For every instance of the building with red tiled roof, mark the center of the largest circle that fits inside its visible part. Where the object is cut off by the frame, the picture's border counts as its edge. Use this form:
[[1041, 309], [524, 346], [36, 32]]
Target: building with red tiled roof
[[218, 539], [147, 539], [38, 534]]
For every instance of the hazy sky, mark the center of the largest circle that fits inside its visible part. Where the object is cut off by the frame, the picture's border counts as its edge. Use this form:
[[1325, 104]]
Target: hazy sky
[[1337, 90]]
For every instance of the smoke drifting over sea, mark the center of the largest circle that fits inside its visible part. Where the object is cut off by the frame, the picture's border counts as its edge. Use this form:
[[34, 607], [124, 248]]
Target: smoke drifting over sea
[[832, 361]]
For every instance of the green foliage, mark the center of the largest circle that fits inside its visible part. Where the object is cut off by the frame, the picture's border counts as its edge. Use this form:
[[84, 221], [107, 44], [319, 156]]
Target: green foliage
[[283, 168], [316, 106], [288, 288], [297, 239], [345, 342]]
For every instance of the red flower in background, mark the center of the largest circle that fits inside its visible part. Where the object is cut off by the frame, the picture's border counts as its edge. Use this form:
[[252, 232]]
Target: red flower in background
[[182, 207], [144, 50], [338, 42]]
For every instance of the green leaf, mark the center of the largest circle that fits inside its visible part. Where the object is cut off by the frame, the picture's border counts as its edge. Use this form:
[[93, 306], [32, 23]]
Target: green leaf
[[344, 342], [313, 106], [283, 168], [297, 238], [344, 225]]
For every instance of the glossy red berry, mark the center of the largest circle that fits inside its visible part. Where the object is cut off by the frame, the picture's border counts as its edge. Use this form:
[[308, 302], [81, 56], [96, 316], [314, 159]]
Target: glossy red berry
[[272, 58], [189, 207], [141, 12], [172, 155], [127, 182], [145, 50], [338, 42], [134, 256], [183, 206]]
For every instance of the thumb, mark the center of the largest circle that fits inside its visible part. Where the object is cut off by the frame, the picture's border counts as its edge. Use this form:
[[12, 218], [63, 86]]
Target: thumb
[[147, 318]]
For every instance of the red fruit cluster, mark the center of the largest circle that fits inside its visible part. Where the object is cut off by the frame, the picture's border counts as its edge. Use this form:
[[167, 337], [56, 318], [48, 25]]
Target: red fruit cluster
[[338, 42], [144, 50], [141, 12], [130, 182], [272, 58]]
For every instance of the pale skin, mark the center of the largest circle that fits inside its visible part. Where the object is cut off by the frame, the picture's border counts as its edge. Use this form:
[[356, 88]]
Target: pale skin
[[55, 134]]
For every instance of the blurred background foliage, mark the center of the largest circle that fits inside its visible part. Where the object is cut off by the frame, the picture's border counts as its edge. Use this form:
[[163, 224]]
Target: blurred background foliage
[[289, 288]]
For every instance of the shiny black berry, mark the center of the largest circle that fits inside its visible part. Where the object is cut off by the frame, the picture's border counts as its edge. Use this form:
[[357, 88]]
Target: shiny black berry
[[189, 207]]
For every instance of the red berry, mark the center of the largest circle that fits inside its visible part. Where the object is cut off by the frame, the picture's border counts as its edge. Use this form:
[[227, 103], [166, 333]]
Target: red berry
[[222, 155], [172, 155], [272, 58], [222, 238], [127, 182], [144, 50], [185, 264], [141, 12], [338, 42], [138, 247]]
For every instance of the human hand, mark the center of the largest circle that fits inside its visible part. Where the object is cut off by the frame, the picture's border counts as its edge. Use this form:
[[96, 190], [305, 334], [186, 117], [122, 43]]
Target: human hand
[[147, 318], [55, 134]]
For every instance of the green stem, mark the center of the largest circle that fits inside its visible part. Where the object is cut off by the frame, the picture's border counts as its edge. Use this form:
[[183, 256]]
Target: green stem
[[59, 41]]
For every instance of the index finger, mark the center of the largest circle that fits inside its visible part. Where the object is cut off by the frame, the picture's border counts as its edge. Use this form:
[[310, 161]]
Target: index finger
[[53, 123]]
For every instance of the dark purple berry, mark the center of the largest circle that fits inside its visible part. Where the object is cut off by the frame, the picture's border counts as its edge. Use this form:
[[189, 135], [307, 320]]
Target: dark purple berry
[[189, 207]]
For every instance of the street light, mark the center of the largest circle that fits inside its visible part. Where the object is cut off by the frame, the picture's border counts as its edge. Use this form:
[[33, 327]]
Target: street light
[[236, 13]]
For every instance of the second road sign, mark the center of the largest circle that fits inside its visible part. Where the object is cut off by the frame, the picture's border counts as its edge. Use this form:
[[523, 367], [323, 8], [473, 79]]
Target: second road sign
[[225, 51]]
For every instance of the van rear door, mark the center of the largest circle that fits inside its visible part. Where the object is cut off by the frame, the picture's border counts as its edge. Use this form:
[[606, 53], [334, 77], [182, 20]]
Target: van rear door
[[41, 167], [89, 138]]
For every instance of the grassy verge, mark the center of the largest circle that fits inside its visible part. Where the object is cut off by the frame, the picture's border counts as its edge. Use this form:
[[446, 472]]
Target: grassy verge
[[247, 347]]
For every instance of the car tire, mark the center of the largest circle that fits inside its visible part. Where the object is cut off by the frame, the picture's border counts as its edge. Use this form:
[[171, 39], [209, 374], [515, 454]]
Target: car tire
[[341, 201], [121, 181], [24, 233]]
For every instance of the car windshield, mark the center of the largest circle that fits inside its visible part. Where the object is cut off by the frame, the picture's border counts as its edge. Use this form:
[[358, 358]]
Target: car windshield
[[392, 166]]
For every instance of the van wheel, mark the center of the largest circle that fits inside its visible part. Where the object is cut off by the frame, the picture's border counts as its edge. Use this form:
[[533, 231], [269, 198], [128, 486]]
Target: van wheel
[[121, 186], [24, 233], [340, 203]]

__Set problem__
Format the listing above as a Markdown table with the columns No. and Line, one row per line and blank lines omitted.

__Completed task__
| No. | Line |
|---|---|
| 1 | For every instance of the building with red tiled roof, mark the center of the largest circle that fits inside its visible part. Where the object is cut off by the frame, the picture's border counts as its edge. Use this form: |
| 2 | [[1041, 309], [524, 346], [36, 32]] |
| 3 | Target: building with red tiled roof |
| 4 | [[218, 539], [147, 539], [38, 534]] |
| 5 | For every instance of the hazy sky, mark the center of the largest circle that fits inside its visible part. Where the object is cut off by the frame, the picture's border counts as its edge. Use this form: |
| 6 | [[1325, 104]] |
| 7 | Target: hazy sky |
| 8 | [[1337, 90]] |
| 9 | For every instance of the smoke drifting over sea, mark the center of the largest circle that fits inside its visible part. Where the object is cut off by the frame, the picture's border counts as its edge. Use this form: |
| 10 | [[34, 607], [124, 248]] |
| 11 | Target: smoke drifting over sea |
| 12 | [[832, 361]] |
| 13 | For every instance of the green foliage, mark the center of the largest circle that fits inside its visible part. Where the object is cut off by the frame, the picture's border counts as its edge. Use this form: |
| 14 | [[84, 221], [107, 44], [319, 156]] |
| 15 | Target: green foliage |
| 16 | [[283, 168], [316, 106], [288, 288], [297, 239], [345, 342]] |
| 17 | For every instance of the red flower in background, mark the center of the largest circle that fits inside its visible part. Where the object is cut off by the frame, the picture's border counts as its edge. Use this form: |
| 18 | [[252, 232]] |
| 19 | Target: red flower in background |
| 20 | [[182, 207], [144, 50], [338, 42]] |
| 21 | For every instance of the green leaf, mark the center of the largest circle that fits inside its visible part. Where the object is cut off by the frame, the picture's border counts as its edge. Use this form: |
| 22 | [[93, 306], [32, 23]] |
| 23 | Target: green leaf |
| 24 | [[344, 342], [313, 106], [283, 168], [297, 238], [344, 225]] |
| 25 | For every instance of the glossy red berry, mark the center of the largest circle that fits inside its visible part. Where the object is cut off by the frame, the picture's border counts as its edge. Use this form: |
| 26 | [[308, 302], [81, 56], [96, 316], [314, 159]] |
| 27 | Target: glossy red berry |
| 28 | [[272, 58], [189, 207], [141, 12], [172, 155], [127, 182], [145, 50], [338, 42], [134, 256], [183, 206]] |
| 29 | For every instance of the thumb, mark the center of the largest circle that fits inside its visible part. Where the object is cut off by the frame, the picture's border counts as its edge. Use this form: |
| 30 | [[12, 218], [63, 86]] |
| 31 | Target: thumb |
| 32 | [[147, 318]] |
| 33 | For every instance of the red fruit cluster, mark the center of the largest circle that fits inside its visible part. Where the object is cut off by the frame, the picture's border counts as its edge. Use this form: |
| 34 | [[167, 337], [56, 318], [48, 25]] |
| 35 | Target: red fruit cluster |
| 36 | [[338, 42], [144, 50], [141, 12], [130, 182], [272, 58]] |
| 37 | For every instance of the pale skin, mark the center of the largest circle that fits inside its visible part. Where the object is cut off by the frame, the picture's border counts as its edge. Use this form: |
| 38 | [[356, 88]] |
| 39 | Target: pale skin |
| 40 | [[55, 134]] |
| 41 | For every instance of the blurred background foliage, mark the center of the largest circle that fits inside its visible part. Where the object is cut off by the frame, the picture's border counts as its edge. Use this form: |
| 42 | [[163, 224]] |
| 43 | Target: blurred background foliage |
| 44 | [[289, 288]] |
| 45 | For every instance of the shiny black berry, mark the center of the largest circle that fits inside its visible part. Where the object is cut off by the frame, the picture's border counts as its edge. Use this form: |
| 46 | [[357, 88]] |
| 47 | Target: shiny black berry |
| 48 | [[189, 207]] |
| 49 | For every instance of the red berry, mark the center of the largest circle that fits inside its visible part. Where the object is cut off by the frame, the picture's border counts as its edge. Use this form: |
| 50 | [[227, 103], [166, 333]] |
| 51 | Target: red berry |
| 52 | [[222, 155], [172, 155], [272, 58], [222, 238], [127, 182], [144, 50], [185, 264], [141, 12], [338, 42], [138, 247]] |
| 53 | For every instance of the human hand, mark the center of the largest circle that fits inside its visible part. Where the object is cut off by the frame, the picture's border counts as its edge. Use this form: |
| 54 | [[96, 190], [305, 334], [186, 117], [122, 43]] |
| 55 | Target: human hand |
| 56 | [[147, 318], [55, 134]] |
| 57 | For every instance of the green stem, mark the center of the largest circle that fits inside its visible part. Where the object is cut off by the frame, the picture's border counts as its edge. Use this form: |
| 58 | [[183, 256]] |
| 59 | Target: green stem |
| 60 | [[59, 41]] |
| 61 | For every instance of the index finger, mark the center of the largest circle that fits inside its visible part. Where the object is cut off by the frame, the picture's border counts as its edge. Use this form: |
| 62 | [[310, 161]] |
| 63 | Target: index finger |
| 64 | [[53, 123]] |
| 65 | For every instance of the dark purple berry, mark the center of the largest circle that fits inside its visible part. Where the object is cut off by the frame, the picture's border counts as its edge. Use this form: |
| 66 | [[189, 135], [307, 320]] |
| 67 | Target: dark purple berry |
| 68 | [[189, 207]] |
| 69 | For every instance of the street light, mark the center of the largest circle that fits inside its visible part. Where the object is cut off by the frame, the picture's border counts as its edge. Use this form: |
| 70 | [[33, 327]] |
| 71 | Target: street light |
| 72 | [[236, 13]] |
| 73 | For every instance of the second road sign, mark the center of the largest circle that fits inside its visible part. Where the object is cut off by the frame, the picture's border counts as its edge. Use this form: |
| 74 | [[523, 367], [323, 8], [473, 79]] |
| 75 | Target: second road sign |
| 76 | [[225, 51]] |
| 77 | For every instance of the van rear door, mark the center of the largest circle that fits inside its visible part. Where the object is cut off by the frame, the picture's border counts as its edge. Use this form: |
| 78 | [[606, 53], [334, 77], [182, 20]] |
| 79 | Target: van rear door |
| 80 | [[41, 167], [89, 138]] |
| 81 | For every instance of the grassy verge, mark the center of the largest circle that fits inside its visible part. Where the object is cut off by the frame, the picture's border counts as its edge. Use this form: |
| 82 | [[446, 472]] |
| 83 | Target: grassy verge |
| 84 | [[247, 347]] |
| 85 | For every instance of the car tire, mark the center of the largest circle that fits inside its visible part. Where the object is cut off by the frame, the picture's border counts as its edge. Use this form: |
| 86 | [[171, 39], [209, 374], [515, 454]] |
| 87 | Target: car tire |
| 88 | [[341, 201], [121, 181], [24, 233]] |
| 89 | For every instance of the car windshield, mark the center of the largest circle that fits inside its visible part. Where the object is cut off by the frame, the picture's border counts as its edge. Use this form: |
| 90 | [[358, 358]] |
| 91 | Target: car windshield |
| 92 | [[392, 166]] |
| 93 | For every instance of the van wheel, mark the center of the largest circle that fits inside its visible part. Where the object is cut off by the frame, the picture's border counts as its edge. Use this form: |
| 94 | [[533, 231], [269, 198], [128, 486]] |
| 95 | Target: van wheel |
| 96 | [[121, 186], [24, 233], [340, 203]] |